### What is being asked
Pull out everything from "Why an Open" down to "Penguin Press. $28." in the health care book review below, word for word.

### Text excerpt
------------------------
Why an Open Market Won’t Repair American Health Care


AN AMERICAN SICKNESS
How Healthcare Became Big Business and How You Can Take It Back
By Elisabeth Rosenthal
406 pp. Penguin Press. $28.

A few years back, the future of American health policy appeared to hinge on how similar medical care was to broccoli. It was March 2012, and the Affordable Care Act (a.k.a. Obamacare) was before the Supreme Court. Justice Antonin Scalia zeroed in on its controversial requirement that all Americans purchase health insurance. Yes, everybody needs health care, Scalia conceded, but everybody needs food too. If the government could make people buy insurance, why couldn’t it “make people buy broccoli”?

The Affordable Care Act survived, of course — though not before a fractured court made the expansion of Medicaid optional, leaving millions of poorer Americans without its promised benefits. But the question Justice Scalia asked remains at the heart of a debate that has only intensified since: Why is health care different? Why does it create so much more anxiety and expense, heartache and hardship, than does buying broccoli — or cars or computers or the countless other things Americans routinely purchase each day?
------------------------
### Dataset section
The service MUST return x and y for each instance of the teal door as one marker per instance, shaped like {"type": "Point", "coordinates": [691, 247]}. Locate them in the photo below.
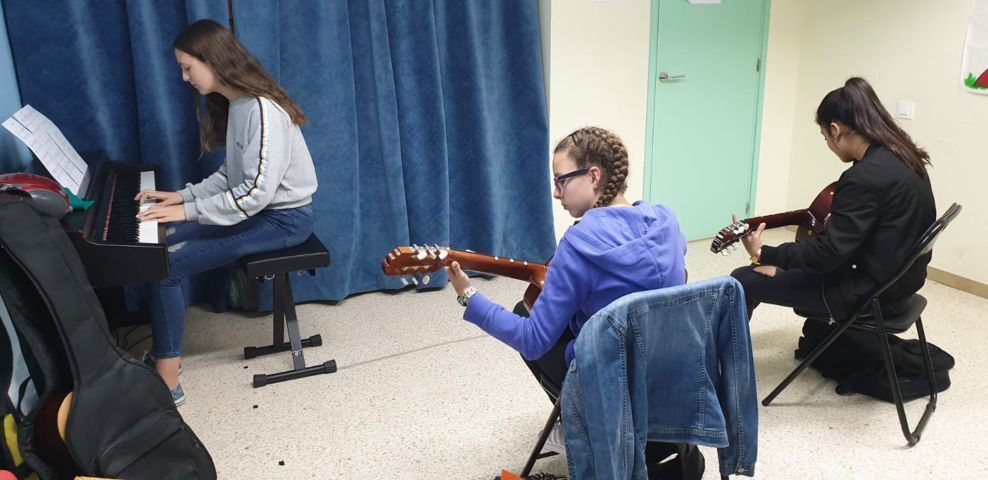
------------------------
### Finished exercise
Why an Open Market Won’t Repair American Health Care


AN AMERICAN SICKNESS
How Healthcare Became Big Business and How You Can Take It Back
By Elisabeth Rosenthal
406 pp. Penguin Press. $28.